--- Start Data for processing ---

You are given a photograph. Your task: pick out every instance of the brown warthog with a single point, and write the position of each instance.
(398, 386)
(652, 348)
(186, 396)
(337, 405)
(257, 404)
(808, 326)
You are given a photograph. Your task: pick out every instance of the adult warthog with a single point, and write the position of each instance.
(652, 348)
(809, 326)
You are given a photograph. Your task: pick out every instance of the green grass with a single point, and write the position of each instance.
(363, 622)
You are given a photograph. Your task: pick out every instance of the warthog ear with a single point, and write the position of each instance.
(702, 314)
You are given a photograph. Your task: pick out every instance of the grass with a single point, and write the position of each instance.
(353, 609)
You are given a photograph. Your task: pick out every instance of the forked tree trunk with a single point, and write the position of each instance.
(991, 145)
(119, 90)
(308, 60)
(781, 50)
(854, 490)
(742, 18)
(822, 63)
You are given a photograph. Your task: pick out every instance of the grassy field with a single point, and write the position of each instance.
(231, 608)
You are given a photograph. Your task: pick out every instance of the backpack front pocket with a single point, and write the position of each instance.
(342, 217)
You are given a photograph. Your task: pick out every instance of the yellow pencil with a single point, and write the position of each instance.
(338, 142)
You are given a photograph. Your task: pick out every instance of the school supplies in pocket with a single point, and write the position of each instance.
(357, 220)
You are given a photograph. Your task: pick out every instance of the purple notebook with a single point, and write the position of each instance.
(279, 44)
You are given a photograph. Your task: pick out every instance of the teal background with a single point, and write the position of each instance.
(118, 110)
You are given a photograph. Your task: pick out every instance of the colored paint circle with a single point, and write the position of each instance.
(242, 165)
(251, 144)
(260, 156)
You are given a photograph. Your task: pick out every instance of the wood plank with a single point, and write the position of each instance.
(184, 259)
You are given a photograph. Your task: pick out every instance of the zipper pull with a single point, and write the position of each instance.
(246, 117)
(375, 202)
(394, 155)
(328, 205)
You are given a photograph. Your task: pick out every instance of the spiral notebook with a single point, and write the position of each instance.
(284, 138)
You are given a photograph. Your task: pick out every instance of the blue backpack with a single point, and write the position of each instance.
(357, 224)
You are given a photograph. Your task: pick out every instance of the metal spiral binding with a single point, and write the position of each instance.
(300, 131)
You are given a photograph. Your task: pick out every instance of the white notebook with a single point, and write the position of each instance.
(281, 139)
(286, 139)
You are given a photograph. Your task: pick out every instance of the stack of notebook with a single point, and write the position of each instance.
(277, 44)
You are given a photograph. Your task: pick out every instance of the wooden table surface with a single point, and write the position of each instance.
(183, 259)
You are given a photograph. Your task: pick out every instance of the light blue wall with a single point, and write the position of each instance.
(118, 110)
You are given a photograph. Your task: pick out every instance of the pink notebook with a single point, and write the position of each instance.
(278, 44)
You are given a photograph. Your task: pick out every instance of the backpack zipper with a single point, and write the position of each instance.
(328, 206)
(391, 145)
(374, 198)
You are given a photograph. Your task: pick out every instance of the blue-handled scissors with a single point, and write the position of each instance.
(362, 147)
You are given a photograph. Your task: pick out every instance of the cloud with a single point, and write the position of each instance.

--- End Data for processing ---

→ Requirement:
Rewrite the material above from the line with "of the pink" up to and including the last line, keeping every line and changing only the coordinates in the answers. Adjust each coordinate by adding -135 to it.

→ Task result:
You are given a photograph. Your task: pick out every instance of the pink notebook with a single point, and write the position of each instance.
(143, -91)
You are given a photograph. Your task: pick out every instance of the backpack zipper with a single point, and write the position of each instance.
(193, 71)
(256, 10)
(239, 63)
You are given a photograph. Your task: pick out every instance of the blue-handled scissors with a single point, and write the position of each instance.
(227, 12)
You are given a photograph. Your task: pick out every instance of the cloud with a single point, and write the position of each instance.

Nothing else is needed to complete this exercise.